Exercise directions: Would you transcribe the data word for word?
Segment Start: Data records
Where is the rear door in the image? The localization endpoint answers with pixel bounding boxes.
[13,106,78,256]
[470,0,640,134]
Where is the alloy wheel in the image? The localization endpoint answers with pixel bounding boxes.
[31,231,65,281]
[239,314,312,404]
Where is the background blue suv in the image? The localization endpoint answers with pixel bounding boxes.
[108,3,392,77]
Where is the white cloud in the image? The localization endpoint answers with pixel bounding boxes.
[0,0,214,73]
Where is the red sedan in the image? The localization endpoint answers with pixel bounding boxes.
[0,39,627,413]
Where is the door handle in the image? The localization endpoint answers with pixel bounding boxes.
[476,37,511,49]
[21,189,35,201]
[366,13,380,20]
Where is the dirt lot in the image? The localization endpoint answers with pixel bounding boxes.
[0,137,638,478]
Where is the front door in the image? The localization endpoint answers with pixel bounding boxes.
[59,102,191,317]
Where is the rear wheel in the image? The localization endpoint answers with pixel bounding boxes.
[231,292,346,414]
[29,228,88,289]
Segment End: Data records
Result of this task:
Where is the rear door in the image? The localization endpoint answers with pixel bounding boxes.
[13,106,78,256]
[470,0,640,134]
Where is the alloy wheel in the image? The localization endpoint answers with pixel bounding boxes.
[31,231,65,281]
[239,314,312,404]
Where is the background blue suv in the image? The localization endpoint answers with pixel bounding boxes.
[108,3,392,77]
Where is the white cloud in the image? The localization endpoint answers with pixel bounding boxes.
[0,0,214,73]
Where is the red sedan in the image? The localization endpoint answers with pixel bounding boxes.
[0,39,627,413]
Where is the door handle in the image? The localization endpoint answers with pixel bounding boxes.
[476,37,511,49]
[21,189,35,201]
[366,13,380,20]
Where is the dirt lot in the image? The localization endpoint answers with pixel bounding boxes.
[0,137,638,478]
Where is the front door in the image? The localization endpoint answers with pixel bounding boxes.
[59,102,191,317]
Where is the rear wheel in the image? The localization endpoint answers with pixel bounding boxes.
[231,292,346,414]
[29,228,88,289]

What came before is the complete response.